Organizers had said the Cuban team likely would have included only players currently residing in Cuba and not defectors such as Jose Contreras, Orlando Hernandez and Livan Hernandez, who have become major league stars.

In the tournament schedule announced last week, Cuba was to play its three first-round games in San Juan, Puerto Rico, facing Panama on March 7, the Netherlands on March 9 and Puerto Rico the following day. If the Cubans advanced, they would also have played their second-round games in Puerto Rico.

"It is our policy that we do not confirm, deny or discuss licenses," Treasury spokeswoman Molly Millerwise said in an e-mail to The Associated Press. "Generally speaking, the Cuba embargo prohibits entering into contracts in which Cuba or Cuban nationals have an interest."

Rep. Jose Serrano (news, bio, voting record), a New York Democrat, said Tuesday that he is circulating letters to be sent to Secretary of State Condoleezza Rice and Treasury Secretary John Snow asking that Cuba be allowed to play.

"Let's leave the politics out of this," Serrano said in a statement. "The World Baseball Classic should not be tainted by our grudge against Cuba's government. Cuba produces some of the finest baseball talent in the world and they deserve to participate."

At last week's news conference in Dallas announcing tournament plans, Orza sounded nearly certain about OFAC granting a permit.

"I do not think that is a serious impediment," Orza said, adding he was "very, very confident that the Cubans will play."

http://news.yahoo.com/s/ap/20051215/ap_on_sp_ba_ne/bbi_classic_cuba_denied;_ylt=AsGg.2E1eq.gPFpHGU3kB ASs0NUE;_ylu=X3oDMTA3cm82NXAwBHNlYwM3NTU-

asere
12-14-2005, 10:20 PM
I just read this myself. What a bunch of IDIOTS! How petty can the US be that they won't let athletes compete in a game.

Coordinate labeling data

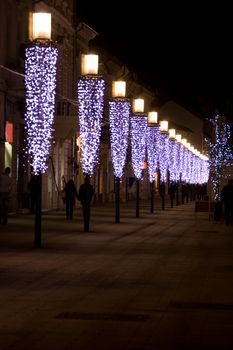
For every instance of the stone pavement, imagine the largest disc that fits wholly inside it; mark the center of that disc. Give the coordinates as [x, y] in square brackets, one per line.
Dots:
[161, 281]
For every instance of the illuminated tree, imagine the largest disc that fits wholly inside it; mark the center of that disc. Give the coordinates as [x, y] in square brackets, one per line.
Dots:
[220, 152]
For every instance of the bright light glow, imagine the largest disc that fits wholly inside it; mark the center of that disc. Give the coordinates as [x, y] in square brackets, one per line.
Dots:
[153, 147]
[163, 125]
[138, 132]
[89, 64]
[40, 81]
[152, 117]
[90, 114]
[41, 25]
[119, 113]
[164, 155]
[172, 133]
[118, 88]
[138, 105]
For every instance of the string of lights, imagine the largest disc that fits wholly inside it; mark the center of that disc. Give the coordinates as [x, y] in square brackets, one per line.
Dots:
[40, 81]
[119, 114]
[153, 146]
[138, 131]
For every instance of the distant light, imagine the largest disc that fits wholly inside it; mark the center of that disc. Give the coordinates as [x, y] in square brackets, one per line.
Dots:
[172, 133]
[138, 105]
[90, 114]
[41, 26]
[118, 88]
[152, 118]
[163, 126]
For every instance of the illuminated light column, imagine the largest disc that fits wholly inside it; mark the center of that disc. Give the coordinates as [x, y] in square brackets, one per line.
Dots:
[40, 81]
[178, 169]
[119, 114]
[163, 159]
[153, 139]
[138, 131]
[90, 114]
[173, 153]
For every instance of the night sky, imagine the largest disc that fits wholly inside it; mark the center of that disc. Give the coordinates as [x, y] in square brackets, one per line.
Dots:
[182, 50]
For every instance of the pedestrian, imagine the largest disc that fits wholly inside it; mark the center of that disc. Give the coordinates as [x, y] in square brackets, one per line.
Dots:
[33, 188]
[5, 190]
[227, 199]
[70, 195]
[86, 192]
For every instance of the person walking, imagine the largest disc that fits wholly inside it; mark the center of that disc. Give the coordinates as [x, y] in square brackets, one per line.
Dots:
[5, 189]
[86, 192]
[70, 195]
[227, 199]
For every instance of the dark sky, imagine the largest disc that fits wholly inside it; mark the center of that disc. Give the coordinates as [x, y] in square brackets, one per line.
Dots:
[183, 50]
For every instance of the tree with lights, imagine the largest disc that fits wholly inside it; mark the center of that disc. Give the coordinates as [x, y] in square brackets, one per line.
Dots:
[220, 152]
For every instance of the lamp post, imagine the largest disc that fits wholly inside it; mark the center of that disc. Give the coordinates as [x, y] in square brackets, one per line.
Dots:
[138, 131]
[119, 113]
[90, 113]
[153, 139]
[178, 169]
[40, 81]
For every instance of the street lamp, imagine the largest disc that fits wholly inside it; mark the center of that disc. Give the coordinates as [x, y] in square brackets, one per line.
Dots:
[138, 131]
[90, 113]
[119, 113]
[153, 140]
[173, 160]
[40, 82]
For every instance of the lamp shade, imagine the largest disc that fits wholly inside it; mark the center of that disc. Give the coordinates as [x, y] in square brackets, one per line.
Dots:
[152, 117]
[138, 105]
[164, 126]
[118, 88]
[41, 25]
[172, 133]
[89, 64]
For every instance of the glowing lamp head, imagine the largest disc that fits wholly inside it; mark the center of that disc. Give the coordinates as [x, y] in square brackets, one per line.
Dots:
[89, 64]
[152, 118]
[138, 105]
[184, 142]
[172, 133]
[118, 88]
[163, 126]
[41, 26]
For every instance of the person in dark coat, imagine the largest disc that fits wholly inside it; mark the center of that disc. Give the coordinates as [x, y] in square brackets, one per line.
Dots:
[227, 199]
[86, 192]
[33, 188]
[70, 195]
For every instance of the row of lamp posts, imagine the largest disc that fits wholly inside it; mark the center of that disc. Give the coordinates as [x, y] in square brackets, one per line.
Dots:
[40, 80]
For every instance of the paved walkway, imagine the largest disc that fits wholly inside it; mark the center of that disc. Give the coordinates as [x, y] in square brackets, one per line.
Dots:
[161, 281]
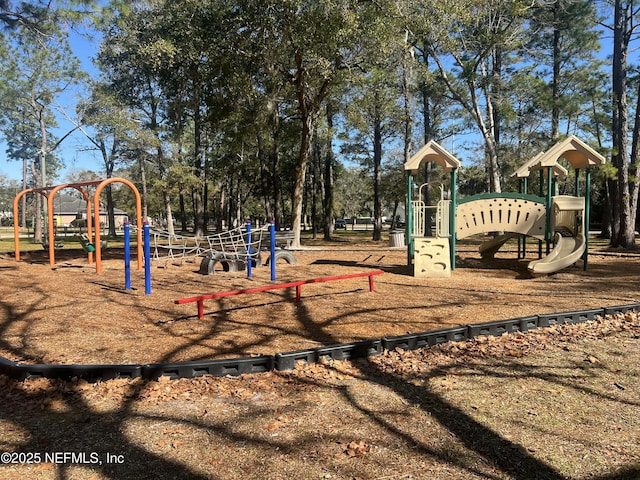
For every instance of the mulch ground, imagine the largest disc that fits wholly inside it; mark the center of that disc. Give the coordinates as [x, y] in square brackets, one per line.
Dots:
[70, 314]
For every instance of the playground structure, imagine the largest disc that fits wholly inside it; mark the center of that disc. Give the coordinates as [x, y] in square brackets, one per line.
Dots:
[91, 241]
[297, 284]
[561, 220]
[233, 250]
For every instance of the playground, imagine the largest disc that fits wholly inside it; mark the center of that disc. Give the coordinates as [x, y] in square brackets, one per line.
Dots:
[69, 314]
[556, 403]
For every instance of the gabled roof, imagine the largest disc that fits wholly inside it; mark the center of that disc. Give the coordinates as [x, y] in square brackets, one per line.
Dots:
[575, 151]
[432, 152]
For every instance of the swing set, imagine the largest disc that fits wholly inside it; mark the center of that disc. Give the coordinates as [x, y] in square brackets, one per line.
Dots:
[90, 242]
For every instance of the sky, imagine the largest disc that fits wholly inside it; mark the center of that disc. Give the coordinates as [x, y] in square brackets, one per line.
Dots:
[76, 159]
[85, 49]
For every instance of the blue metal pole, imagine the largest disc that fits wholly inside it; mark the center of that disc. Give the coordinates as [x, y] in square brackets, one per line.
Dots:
[272, 248]
[249, 272]
[127, 256]
[147, 260]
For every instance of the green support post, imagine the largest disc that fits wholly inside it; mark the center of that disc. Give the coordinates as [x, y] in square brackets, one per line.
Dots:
[587, 215]
[547, 234]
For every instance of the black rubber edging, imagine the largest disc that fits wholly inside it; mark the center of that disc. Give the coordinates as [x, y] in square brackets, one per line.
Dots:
[288, 361]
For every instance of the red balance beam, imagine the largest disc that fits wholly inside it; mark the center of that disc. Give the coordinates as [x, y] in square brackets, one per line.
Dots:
[298, 284]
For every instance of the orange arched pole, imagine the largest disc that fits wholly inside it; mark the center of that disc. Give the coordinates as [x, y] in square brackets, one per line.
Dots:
[96, 209]
[56, 189]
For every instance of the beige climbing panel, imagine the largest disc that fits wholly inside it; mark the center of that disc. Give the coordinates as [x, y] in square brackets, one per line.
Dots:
[431, 258]
[501, 215]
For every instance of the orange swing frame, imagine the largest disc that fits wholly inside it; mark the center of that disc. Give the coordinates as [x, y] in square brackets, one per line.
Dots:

• What needs to be done
Retype the part of the Cuba and World Baseball Classic article above starting with "Rep. Jose Serrano" and going on through "allowed to play.".

• Completed task
Rep. Jose Serrano (news, bio, voting record), a New York Democrat, said Tuesday that he is circulating letters to be sent to Secretary of State Condoleezza Rice and Treasury Secretary John Snow asking that Cuba be allowed to play.